Labeled-object pointing entries:

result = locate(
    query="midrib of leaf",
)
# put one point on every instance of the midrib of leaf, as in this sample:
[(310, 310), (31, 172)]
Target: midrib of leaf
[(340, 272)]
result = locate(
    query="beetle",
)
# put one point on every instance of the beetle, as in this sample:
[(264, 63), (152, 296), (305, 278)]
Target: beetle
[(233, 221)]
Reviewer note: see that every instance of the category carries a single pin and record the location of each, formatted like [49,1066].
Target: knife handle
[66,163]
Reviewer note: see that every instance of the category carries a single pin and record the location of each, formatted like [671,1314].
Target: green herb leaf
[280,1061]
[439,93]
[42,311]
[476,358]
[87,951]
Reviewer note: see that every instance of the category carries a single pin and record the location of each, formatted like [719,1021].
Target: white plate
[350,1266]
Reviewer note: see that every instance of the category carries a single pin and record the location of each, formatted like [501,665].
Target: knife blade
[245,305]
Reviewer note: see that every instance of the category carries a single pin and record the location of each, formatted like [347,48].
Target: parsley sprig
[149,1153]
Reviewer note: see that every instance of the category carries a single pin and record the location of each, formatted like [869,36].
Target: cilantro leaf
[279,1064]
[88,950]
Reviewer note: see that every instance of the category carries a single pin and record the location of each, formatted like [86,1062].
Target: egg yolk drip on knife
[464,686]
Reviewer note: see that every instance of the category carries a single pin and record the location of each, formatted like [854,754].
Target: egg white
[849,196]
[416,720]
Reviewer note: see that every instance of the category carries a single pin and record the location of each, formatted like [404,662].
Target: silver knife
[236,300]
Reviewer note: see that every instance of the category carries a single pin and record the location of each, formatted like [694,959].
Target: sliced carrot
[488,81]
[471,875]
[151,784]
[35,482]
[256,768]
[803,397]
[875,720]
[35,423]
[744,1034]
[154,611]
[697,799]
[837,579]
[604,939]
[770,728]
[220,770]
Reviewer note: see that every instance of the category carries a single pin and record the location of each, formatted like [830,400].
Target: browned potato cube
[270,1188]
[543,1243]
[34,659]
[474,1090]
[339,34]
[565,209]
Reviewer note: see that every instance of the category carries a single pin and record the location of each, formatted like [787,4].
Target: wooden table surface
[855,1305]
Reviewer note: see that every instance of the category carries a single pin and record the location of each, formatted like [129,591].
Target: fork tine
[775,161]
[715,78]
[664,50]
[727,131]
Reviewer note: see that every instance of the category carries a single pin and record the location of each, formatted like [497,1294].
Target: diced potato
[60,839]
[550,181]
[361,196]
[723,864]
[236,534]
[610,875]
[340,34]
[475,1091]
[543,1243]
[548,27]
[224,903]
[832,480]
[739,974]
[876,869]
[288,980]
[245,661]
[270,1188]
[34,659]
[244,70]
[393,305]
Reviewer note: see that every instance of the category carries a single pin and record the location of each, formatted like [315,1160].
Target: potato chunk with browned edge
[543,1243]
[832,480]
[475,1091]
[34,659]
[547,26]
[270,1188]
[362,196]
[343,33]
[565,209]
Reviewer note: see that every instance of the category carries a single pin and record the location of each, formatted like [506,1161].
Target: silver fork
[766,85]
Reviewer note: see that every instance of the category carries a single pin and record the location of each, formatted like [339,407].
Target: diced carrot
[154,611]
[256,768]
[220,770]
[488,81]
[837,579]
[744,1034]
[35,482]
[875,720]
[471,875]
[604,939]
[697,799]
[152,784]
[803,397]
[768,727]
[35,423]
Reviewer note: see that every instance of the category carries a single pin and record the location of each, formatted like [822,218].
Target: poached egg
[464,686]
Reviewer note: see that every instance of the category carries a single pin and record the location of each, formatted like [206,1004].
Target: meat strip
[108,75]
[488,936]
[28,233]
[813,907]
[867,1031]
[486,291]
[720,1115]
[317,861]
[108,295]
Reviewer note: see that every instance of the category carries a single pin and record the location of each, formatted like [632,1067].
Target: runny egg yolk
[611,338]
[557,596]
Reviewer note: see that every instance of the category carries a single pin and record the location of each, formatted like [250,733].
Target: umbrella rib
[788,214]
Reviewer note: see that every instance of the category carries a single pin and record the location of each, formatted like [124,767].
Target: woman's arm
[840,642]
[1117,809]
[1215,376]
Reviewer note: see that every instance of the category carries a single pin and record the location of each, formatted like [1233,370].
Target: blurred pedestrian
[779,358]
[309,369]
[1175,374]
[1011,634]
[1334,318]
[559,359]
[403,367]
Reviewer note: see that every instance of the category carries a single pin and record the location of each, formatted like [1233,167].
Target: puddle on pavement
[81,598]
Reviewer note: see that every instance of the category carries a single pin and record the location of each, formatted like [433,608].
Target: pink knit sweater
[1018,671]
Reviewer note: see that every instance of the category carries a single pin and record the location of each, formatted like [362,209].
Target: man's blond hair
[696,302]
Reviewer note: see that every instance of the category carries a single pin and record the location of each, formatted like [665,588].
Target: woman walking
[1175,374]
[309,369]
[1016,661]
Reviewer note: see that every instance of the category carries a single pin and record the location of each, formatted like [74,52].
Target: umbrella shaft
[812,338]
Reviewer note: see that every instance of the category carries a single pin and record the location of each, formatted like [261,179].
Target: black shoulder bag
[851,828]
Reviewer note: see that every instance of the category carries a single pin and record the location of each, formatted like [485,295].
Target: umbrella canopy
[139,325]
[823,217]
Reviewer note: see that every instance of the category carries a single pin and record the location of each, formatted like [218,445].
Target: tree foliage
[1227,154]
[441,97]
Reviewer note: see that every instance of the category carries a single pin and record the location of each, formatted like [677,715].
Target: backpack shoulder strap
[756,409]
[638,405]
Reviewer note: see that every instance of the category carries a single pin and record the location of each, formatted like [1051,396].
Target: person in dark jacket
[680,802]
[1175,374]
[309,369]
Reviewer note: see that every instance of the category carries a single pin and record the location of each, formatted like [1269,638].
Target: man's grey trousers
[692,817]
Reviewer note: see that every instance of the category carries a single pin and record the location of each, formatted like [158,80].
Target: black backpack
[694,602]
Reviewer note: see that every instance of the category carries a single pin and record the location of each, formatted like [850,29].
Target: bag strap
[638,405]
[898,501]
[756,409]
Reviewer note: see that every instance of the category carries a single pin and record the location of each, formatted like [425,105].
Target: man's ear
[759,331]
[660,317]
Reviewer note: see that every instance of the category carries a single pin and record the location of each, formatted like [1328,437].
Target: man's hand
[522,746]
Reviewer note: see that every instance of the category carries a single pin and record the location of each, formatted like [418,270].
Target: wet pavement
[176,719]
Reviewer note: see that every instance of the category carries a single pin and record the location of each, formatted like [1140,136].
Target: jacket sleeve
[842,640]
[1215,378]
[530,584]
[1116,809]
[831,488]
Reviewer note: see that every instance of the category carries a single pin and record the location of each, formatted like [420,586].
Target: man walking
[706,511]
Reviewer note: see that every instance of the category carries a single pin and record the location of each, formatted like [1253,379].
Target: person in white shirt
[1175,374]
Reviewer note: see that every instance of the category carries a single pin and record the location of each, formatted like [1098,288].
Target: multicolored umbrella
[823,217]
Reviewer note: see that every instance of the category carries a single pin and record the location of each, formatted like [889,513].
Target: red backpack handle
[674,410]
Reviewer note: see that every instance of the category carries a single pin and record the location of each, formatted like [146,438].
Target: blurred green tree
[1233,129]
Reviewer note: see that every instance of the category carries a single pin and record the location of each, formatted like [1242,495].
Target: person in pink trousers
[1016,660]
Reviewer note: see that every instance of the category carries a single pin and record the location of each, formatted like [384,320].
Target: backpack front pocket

> What is being asked
Copy the lines exactly, starting at the line that contains "formatted like [384,320]." and ending at the end of the records.

> Complete output
Reviewer note: see that every instance of the category carries a single pin and record the location of each, formatted like [384,320].
Target: backpack front pocket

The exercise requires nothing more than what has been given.